» MATERIAL PROVIDED

* * * *

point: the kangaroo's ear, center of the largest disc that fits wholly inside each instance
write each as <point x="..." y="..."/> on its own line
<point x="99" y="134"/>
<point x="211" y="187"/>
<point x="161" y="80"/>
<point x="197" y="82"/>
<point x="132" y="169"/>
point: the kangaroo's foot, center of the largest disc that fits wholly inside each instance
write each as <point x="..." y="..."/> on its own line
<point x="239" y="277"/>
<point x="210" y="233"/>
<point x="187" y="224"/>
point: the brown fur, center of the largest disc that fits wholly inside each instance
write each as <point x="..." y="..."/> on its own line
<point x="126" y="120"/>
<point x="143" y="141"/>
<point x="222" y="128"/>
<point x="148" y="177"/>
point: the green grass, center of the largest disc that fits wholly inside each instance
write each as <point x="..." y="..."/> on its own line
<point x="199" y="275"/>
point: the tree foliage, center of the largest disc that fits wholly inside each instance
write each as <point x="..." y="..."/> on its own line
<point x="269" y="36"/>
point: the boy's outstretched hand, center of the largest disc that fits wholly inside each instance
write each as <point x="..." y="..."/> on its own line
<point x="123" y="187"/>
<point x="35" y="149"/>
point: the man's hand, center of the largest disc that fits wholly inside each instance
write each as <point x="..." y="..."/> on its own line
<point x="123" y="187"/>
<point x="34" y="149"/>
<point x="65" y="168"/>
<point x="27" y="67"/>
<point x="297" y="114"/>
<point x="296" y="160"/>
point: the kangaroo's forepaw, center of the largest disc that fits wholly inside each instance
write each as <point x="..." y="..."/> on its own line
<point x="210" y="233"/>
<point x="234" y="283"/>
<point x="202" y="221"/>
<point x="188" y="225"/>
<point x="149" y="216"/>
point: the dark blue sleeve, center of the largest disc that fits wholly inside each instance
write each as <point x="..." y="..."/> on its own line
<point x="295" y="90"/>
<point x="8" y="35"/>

* * * *

» PROBLEM TO WORK ON
Go back to the listing above and please repeat it exactly.

» FULL OUTPUT
point: the kangaroo's ear, center of the largest disc that fits wholly inside each instance
write each as <point x="..." y="..."/> on its own line
<point x="99" y="134"/>
<point x="211" y="187"/>
<point x="161" y="80"/>
<point x="197" y="82"/>
<point x="132" y="169"/>
point: the kangaroo's foot, center of the largest disc that fits wholly inside each instance
write each as <point x="..." y="..."/> on its own line
<point x="239" y="277"/>
<point x="210" y="233"/>
<point x="187" y="224"/>
point: the brown fur, center of the largest disc that fits wholly inside each instance
write each as <point x="..." y="..."/> on its own line
<point x="126" y="120"/>
<point x="143" y="141"/>
<point x="222" y="128"/>
<point x="148" y="177"/>
point: the green grass, center of the largest disc that fits wholly inside each instance
write each as <point x="..." y="..."/> on its own line
<point x="199" y="275"/>
point: the tree foliage, center of the largest disc that fits wholly inside each instance
write each as <point x="..." y="..."/> on its own line
<point x="269" y="36"/>
point: the boy's outstretched hand, center of the largest disc that fits wholly inside each instance
write each as <point x="..." y="..."/> on its own line
<point x="123" y="187"/>
<point x="35" y="149"/>
point: the man's hand, center of the largest disc that fits wholly inside each instance
write each as <point x="..." y="..."/> on its own line
<point x="123" y="187"/>
<point x="34" y="149"/>
<point x="65" y="168"/>
<point x="27" y="67"/>
<point x="297" y="114"/>
<point x="296" y="160"/>
point: the kangaroo's forepaw, center of the largest disc that fits wholly inside each instance
write each as <point x="..." y="..."/> on its own line
<point x="210" y="233"/>
<point x="234" y="283"/>
<point x="202" y="221"/>
<point x="188" y="225"/>
<point x="149" y="216"/>
point: the dark blue sleeve, center of the largest disc that fits wholly inside each instance
write each as <point x="..." y="..."/> on its own line
<point x="295" y="90"/>
<point x="8" y="35"/>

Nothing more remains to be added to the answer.